# WHAT THIS TASK INVOLVES:
In the entries below, swap every "Provide" for "Return" and reproduce the lines with nothing else changed.

## Start EXERCISE INPUTS

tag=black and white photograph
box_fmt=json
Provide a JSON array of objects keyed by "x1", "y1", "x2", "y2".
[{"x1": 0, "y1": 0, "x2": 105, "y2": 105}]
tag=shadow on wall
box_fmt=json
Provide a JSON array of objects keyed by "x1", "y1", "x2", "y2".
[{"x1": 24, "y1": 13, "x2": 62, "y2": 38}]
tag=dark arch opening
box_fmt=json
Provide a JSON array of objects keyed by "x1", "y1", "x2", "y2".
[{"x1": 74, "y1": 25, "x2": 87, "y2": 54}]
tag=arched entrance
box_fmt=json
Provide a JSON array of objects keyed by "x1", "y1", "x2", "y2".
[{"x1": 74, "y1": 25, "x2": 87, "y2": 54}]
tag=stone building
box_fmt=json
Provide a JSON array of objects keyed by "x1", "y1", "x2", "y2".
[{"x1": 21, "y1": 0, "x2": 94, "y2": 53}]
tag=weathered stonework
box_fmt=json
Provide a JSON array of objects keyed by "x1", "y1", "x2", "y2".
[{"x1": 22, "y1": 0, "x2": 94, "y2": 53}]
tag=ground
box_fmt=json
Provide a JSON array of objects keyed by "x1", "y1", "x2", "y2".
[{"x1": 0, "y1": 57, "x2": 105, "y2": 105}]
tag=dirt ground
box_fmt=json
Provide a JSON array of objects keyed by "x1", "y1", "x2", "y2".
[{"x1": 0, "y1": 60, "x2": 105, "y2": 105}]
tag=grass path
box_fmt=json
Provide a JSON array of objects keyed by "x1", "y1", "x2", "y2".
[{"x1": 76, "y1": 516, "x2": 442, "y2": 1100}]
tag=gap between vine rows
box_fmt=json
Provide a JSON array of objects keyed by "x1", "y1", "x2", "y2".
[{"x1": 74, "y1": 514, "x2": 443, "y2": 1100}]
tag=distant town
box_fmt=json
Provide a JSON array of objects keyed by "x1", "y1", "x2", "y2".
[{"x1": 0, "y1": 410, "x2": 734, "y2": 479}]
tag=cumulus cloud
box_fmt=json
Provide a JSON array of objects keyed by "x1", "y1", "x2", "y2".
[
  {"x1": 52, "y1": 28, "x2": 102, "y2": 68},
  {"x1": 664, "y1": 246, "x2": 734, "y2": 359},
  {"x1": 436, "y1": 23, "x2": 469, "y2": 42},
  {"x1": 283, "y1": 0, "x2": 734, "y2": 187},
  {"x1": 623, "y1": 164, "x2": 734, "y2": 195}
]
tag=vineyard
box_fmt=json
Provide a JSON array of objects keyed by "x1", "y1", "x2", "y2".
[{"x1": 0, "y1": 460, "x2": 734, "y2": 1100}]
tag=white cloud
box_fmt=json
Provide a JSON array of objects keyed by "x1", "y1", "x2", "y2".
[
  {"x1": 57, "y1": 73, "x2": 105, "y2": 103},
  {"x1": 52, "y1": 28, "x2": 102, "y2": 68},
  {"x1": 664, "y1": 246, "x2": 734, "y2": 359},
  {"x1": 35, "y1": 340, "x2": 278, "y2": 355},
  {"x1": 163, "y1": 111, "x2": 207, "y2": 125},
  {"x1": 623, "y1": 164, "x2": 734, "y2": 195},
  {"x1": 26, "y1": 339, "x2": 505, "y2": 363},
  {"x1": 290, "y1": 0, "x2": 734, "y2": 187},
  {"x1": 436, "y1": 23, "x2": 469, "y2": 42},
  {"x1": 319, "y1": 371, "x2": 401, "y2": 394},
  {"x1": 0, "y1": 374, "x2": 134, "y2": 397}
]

## End EXERCISE INPUTS

# TASK SOLUTION:
tag=black and white photograph
box_fmt=json
Return a JSON array of objects keyed by "x1", "y1", "x2", "y2".
[{"x1": 0, "y1": 0, "x2": 105, "y2": 105}]
tag=shadow on wall
box_fmt=json
Return a JSON array of objects keyed by "x1", "y1", "x2", "y2".
[{"x1": 24, "y1": 13, "x2": 62, "y2": 38}]
tag=dark arch opening
box_fmt=json
Return a JSON array of objects keyed by "x1", "y1", "x2", "y2".
[{"x1": 74, "y1": 25, "x2": 87, "y2": 54}]
tag=arched entrance
box_fmt=json
Return a JSON array of objects keyed by "x1", "y1", "x2", "y2".
[{"x1": 74, "y1": 25, "x2": 87, "y2": 54}]
tag=stone building
box_fmt=json
Return a JSON array of objects keyed by "x1", "y1", "x2", "y2".
[{"x1": 21, "y1": 0, "x2": 94, "y2": 53}]
tag=weathered stonework
box_fmt=json
Return a JSON array of objects keyed by "x1", "y1", "x2", "y2".
[{"x1": 22, "y1": 0, "x2": 94, "y2": 53}]
tag=ground
box_fmt=json
Return a JSON array of objects keyed by "x1", "y1", "x2", "y2".
[{"x1": 0, "y1": 57, "x2": 105, "y2": 105}]
tag=dirt ground
box_fmt=json
Return a JSON array of objects keyed by "x1", "y1", "x2", "y2".
[{"x1": 0, "y1": 60, "x2": 105, "y2": 105}]
tag=grass path
box_fmt=json
Return a JSON array of objects keyed by "x1", "y1", "x2", "y2".
[{"x1": 76, "y1": 516, "x2": 442, "y2": 1100}]
tag=gap between vine rows
box_fmt=json
Return a JSON array of objects keyed by "x1", "y1", "x2", "y2".
[{"x1": 74, "y1": 514, "x2": 443, "y2": 1100}]
tag=distant town
box_fmt=json
Return a JSON array of objects keyed by "x1", "y1", "x2", "y2".
[{"x1": 0, "y1": 410, "x2": 734, "y2": 479}]
tag=cumulus cloud
box_fmt=json
Return a JSON array of objects keyed by "x1", "y1", "x2", "y2".
[
  {"x1": 52, "y1": 28, "x2": 102, "y2": 68},
  {"x1": 664, "y1": 246, "x2": 734, "y2": 359},
  {"x1": 436, "y1": 23, "x2": 469, "y2": 42},
  {"x1": 283, "y1": 0, "x2": 734, "y2": 187},
  {"x1": 623, "y1": 164, "x2": 734, "y2": 195}
]
tag=vineyard
box_fmt=json
Return a JSON array of objects keyed by "x1", "y1", "x2", "y2".
[{"x1": 0, "y1": 460, "x2": 734, "y2": 1100}]
tag=white cloud
box_fmt=json
Return a JSON array of objects keyed by "x1", "y1", "x2", "y2".
[
  {"x1": 57, "y1": 73, "x2": 105, "y2": 103},
  {"x1": 52, "y1": 28, "x2": 102, "y2": 68},
  {"x1": 664, "y1": 246, "x2": 734, "y2": 359},
  {"x1": 35, "y1": 340, "x2": 278, "y2": 355},
  {"x1": 163, "y1": 111, "x2": 207, "y2": 125},
  {"x1": 623, "y1": 164, "x2": 734, "y2": 195},
  {"x1": 26, "y1": 339, "x2": 505, "y2": 363},
  {"x1": 290, "y1": 0, "x2": 734, "y2": 187},
  {"x1": 436, "y1": 23, "x2": 469, "y2": 42},
  {"x1": 319, "y1": 371, "x2": 401, "y2": 394},
  {"x1": 0, "y1": 374, "x2": 134, "y2": 397}
]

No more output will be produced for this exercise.